◆ CONSEGNE ◆
A) Nell'estratto sugli effetti economici del virus, di quanto aumentò la disoccupazione durante la crisi finanziaria globale del 2008-2009?
B) Riprendi l'estratto sugli effetti economici del virus e prosegui il testo a partire dalla sua ultima frase.

◆ ESTRATTO FORNITO ◆
^^^^
Le interruzioni della produzione hanno avuto luogo inizialmente in Asia (i dati più recenti mostrano che il valore aggiunto totale delle imprese industriali in Cina è diminuito del 13,5% durante i primi due mesi del 2020). Tutte le aziende, indipendentemente dalle dimensioni, si sono trovate ad affrontare serie sfide, in particolare quelle dei settori del trasporto aereo, del turismo e in generale i lavoratori precari e temporanei. Le prospettive per l’economia, la quantità e la qualità dell’occupazione stanno peggiorando. Le stime iniziali dell’Oil indicano un aumento significativo della disoccupazione e della sottoccupazione già nel 2020 in conseguenza degli effetti del virus.



Il declino dell’attività economica e i vincoli ai movimenti delle persone stanno influenzando sia la produzione che i servizi. Le catene di approvvigionamento globali e regionali sono state interrotte. Il settore dei servizi, turismo, viaggi e la vendita al dettaglio sono stati particolarmente colpiti. Una valutazione iniziale da parte del Consiglio mondiale del commercio e del turismo ha previsto un calo degli arrivi internazionali fino al 25% nel 2020, il che comporterebbe milioni di posti di lavoro a rischio.

Come sempre accade quando si fanno delle stime, anche l’Oil prende a riferimento differenti scenari (il principale input è basato sulla durata della crisi sanitaria e su quando il Paesi e le Comunità internazionali potranno impegnarsi nella ripartenza). Le stime preliminari dell’Oil indicano un aumento della disoccupazione globale aggiuntiva rispetto al 2019 (quasi 200 milioni) compresa tra 5,3 milioni (scenario “basso”) e 24,7 milioni (scenario “alto”). Per fare un confronto, durante la crisi finanziaria globale del 2008-2009 la disoccupazione aumentò di 22 milioni. Anche la sottoccupazione dovrebbe aumentare su larga scala.

Lo shock alla domanda di lavoro si tradurrà probabilmente in significative riduzioni dei salari e orari di lavoro e in un’ulteriore sommersione di settori del lavoro autonomo. Le risposte politiche – secondo l’Oil – dovrebbero concentrarsi su due obiettivi immediati: misure di protezione della salute e sostegno economico sia dal lato della domanda che dell’offerta. In primo luogo, i lavoratori, i datori di lavoro e le loro famiglie dovrebbero essere protetti dai rischi di contagio; il che richiede sostegno e investimenti pubblici su larga scala. In secondo luogo, dovrebbero essere intrapresi sforzi politici tempestivi, su larga scala e coordinati, a sostegno dell’occupazione e del reddito e a stimolo dell’economia e della domanda di lavoro.
^^^^
◆ VOCI FORNITE ◆
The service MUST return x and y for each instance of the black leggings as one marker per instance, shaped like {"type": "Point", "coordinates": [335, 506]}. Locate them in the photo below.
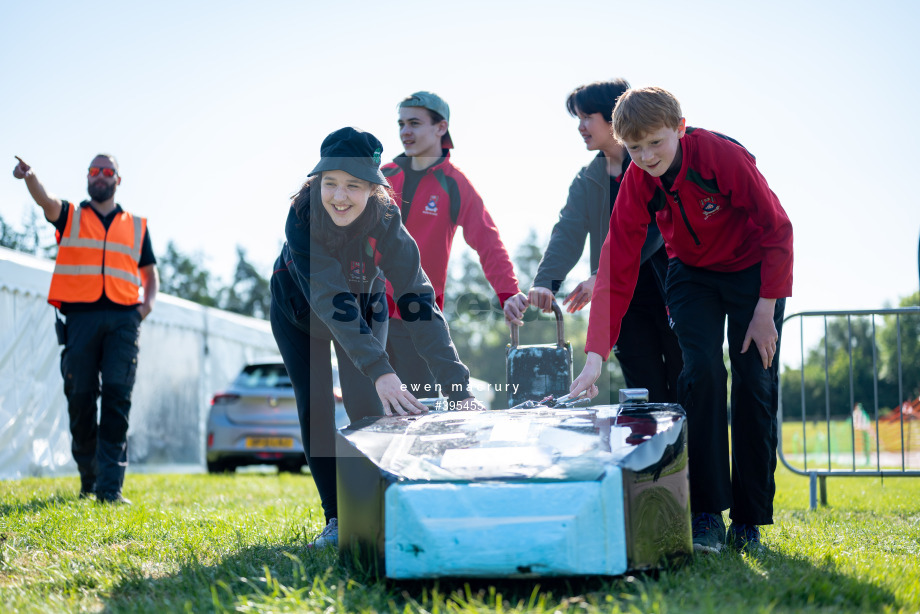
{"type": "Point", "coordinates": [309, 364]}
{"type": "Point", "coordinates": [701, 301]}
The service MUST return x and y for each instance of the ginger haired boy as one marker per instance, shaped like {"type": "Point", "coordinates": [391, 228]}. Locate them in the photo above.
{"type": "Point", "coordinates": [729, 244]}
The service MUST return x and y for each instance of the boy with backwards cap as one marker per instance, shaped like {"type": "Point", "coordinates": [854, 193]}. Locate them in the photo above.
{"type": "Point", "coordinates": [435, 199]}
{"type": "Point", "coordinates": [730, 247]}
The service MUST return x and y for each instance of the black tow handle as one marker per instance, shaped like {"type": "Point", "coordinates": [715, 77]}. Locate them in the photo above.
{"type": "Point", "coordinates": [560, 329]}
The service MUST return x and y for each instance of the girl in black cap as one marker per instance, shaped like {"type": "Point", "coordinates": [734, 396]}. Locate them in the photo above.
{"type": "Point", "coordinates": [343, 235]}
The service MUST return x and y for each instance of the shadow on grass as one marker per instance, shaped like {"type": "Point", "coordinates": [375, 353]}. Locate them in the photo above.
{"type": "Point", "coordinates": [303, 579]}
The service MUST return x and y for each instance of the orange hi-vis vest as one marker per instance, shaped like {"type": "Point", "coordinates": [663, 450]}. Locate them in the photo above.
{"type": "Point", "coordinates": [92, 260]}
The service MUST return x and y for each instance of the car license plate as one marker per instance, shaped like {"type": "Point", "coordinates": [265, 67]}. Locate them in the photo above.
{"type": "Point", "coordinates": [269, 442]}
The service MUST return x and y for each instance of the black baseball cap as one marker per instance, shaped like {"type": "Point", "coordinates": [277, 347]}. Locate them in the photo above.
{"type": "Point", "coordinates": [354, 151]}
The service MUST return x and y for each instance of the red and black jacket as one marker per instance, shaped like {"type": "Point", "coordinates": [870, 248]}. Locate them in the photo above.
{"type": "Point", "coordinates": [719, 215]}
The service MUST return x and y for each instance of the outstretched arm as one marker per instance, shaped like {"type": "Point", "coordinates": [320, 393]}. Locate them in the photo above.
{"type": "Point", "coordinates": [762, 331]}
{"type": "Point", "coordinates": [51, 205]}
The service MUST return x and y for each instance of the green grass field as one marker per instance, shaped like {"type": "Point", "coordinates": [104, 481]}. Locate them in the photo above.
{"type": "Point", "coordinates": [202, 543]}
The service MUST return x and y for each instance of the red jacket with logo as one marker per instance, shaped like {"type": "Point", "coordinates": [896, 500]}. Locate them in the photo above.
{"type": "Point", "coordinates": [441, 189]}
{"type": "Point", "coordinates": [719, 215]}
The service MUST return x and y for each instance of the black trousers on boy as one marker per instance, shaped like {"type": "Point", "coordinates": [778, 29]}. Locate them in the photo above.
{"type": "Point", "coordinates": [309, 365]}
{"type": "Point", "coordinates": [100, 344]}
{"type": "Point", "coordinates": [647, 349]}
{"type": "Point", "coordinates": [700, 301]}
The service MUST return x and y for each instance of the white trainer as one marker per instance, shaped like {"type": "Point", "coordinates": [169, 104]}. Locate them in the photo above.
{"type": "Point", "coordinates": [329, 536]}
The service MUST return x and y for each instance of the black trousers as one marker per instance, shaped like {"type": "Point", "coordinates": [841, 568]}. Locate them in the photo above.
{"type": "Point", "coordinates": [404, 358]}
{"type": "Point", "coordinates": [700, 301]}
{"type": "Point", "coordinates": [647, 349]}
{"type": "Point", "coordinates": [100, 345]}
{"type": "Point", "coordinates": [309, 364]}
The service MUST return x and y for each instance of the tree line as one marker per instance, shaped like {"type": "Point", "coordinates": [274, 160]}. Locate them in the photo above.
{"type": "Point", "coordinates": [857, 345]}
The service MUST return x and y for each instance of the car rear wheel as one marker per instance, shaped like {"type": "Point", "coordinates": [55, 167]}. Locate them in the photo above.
^^^^
◆ RISPOSTE ◆
A) Di 22 milioni.

B)
E l’Italia? Gli ultimi dati dell’Istat si riferiscono al mese di febbraio ovvero a prima del diluvio universale. In quel mese, la sostanziale stabilità dell’occupazione, a cui corrisponde un tasso di occupazione stabile al 58,9%, è il risultato dell’aumento lieve registrato tra le donne (+0,1%, pari a +12mila), i dipendenti a termine (+14mila) e, in misura più consistente, i giovani tra i 15 e i 24 anni (+35mila) e del calo tra gli uomini (-0,2% pari a -22mila), i dipendenti permanenti (-20mila), gli indipendenti (-4mila) e gli over35 (-44mila). Questo andamento sostanzialmente lineare – pur non brillante – è stato investito dallo tsunami.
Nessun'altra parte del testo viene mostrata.